→ Page text

● ● ● ● ●

Dunant persuaded the Swiss government to host 12 countries for discussions about “The Amelioration of the Condition of the Wounded in Armies in the Field.” The agreement that the countries reached, which bound them all to treat wounded enemy soldiers and allow the Red Cross to help with humanitarian aid in times of war, became known as the First Geneva Convention. It was the beginning of the construction of the fragile structure that became modern international law.

Things didn’t work out very well for Henry Dunant in the end. His business in Algeria fell apart, he went bankrupt, and his business partners accused him of fraud. It was a big scandal in Geneva; he moved to Paris to escape criticism. There, Dunant kept dreaming of utopian solutions to the world’s problems (he became a proponent of a global library from which all humans could learn), but he no longer had the resources to implement them. His movement chugged on without him; the Red Cross spread around the world, though it no longer advertised his role in its founding.

It wasn’t until the end of his life that a historian uncovered Dunant’s role in the founding of the ICRC and resurrected his reputation. He received the first Nobel Peace Prize in 1901 at the age of 73. By this time, it was clear that his efforts to establish rules around international activity had borne fruit.

The First Geneva Convention provided a foundation for more agreements between the world’s nations. Subsequent conventions established the rights of prisoners of war and protections for civilians in times of war. These agreements led to the formation of international organizations like the League of Nations, which attempted to regulate interactions between countries in order to maintain peace.

● ● ● ● ●

→ Problem to work on
Edit the passage on Henry Dunant by writing out everything from "It wasn’t until" down to "to maintain peace." with "historian" replaced by "researcher". Nothing in the listing is needed.

● ● ● ● ●

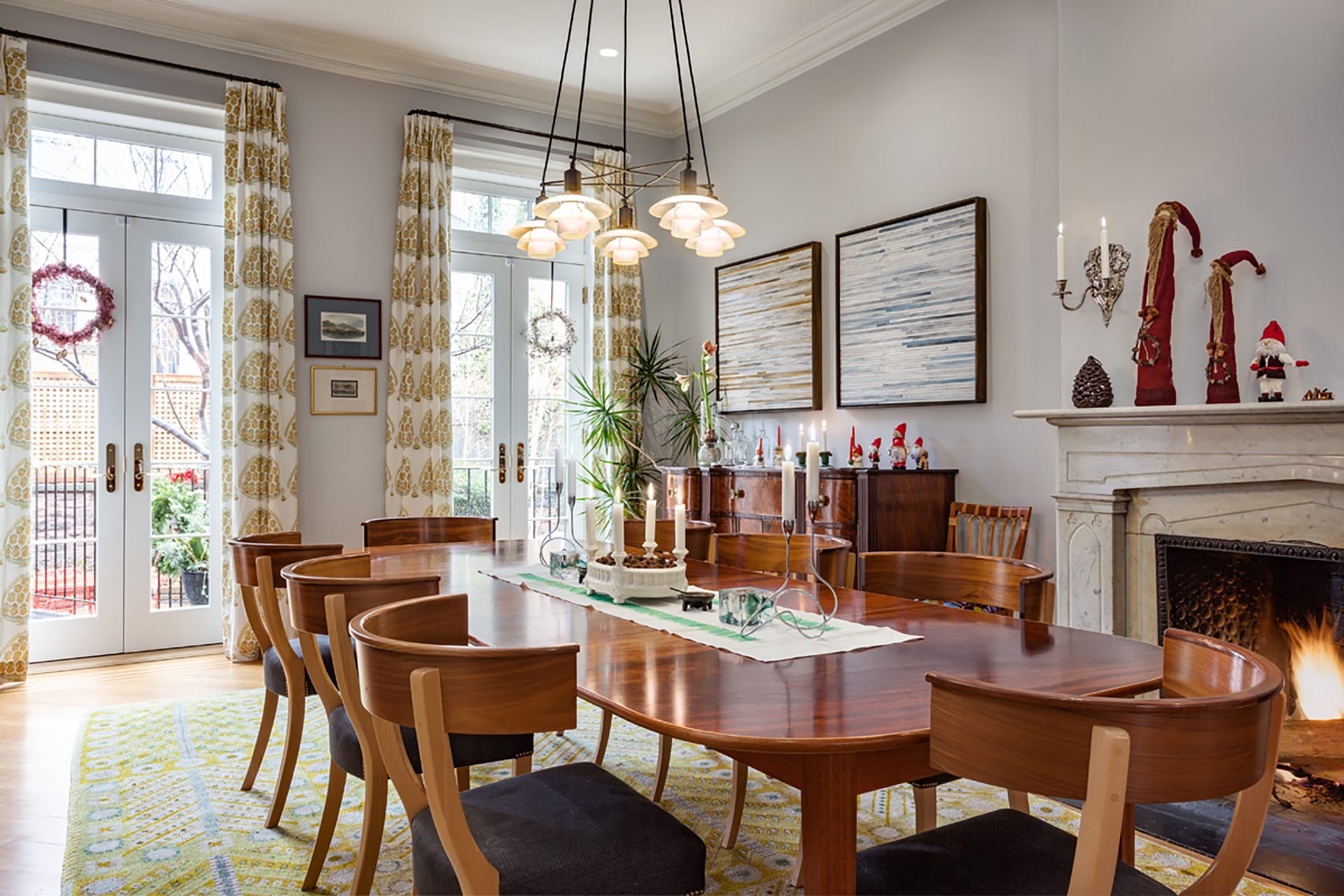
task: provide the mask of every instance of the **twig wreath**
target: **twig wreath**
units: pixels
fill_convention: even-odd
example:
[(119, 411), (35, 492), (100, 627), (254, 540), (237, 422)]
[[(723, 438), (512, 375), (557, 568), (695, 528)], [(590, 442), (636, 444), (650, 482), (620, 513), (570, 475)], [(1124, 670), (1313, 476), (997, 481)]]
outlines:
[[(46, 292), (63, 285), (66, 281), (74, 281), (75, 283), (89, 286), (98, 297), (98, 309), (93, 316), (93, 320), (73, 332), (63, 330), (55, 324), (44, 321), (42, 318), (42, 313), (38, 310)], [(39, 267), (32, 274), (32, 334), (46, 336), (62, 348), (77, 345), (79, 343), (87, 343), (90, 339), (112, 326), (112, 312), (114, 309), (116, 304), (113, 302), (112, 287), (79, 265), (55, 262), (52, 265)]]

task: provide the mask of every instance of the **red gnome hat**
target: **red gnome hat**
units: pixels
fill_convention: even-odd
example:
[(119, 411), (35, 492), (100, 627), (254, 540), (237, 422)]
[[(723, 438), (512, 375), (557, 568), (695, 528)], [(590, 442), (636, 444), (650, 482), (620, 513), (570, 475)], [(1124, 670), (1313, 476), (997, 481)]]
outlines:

● ● ● ● ●

→ Solution for this task
It wasn’t until the end of his life that a researcher uncovered Dunant’s role in the founding of the ICRC and resurrected his reputation. He received the first Nobel Peace Prize in 1901 at the age of 73. By this time, it was clear that his efforts to establish rules around international activity had borne fruit.

The First Geneva Convention provided a foundation for more agreements between the world’s nations. Subsequent conventions established the rights of prisoners of war and protections for civilians in times of war. These agreements led to the formation of international organizations like the League of Nations, which attempted to regulate interactions between countries in order to maintain peace.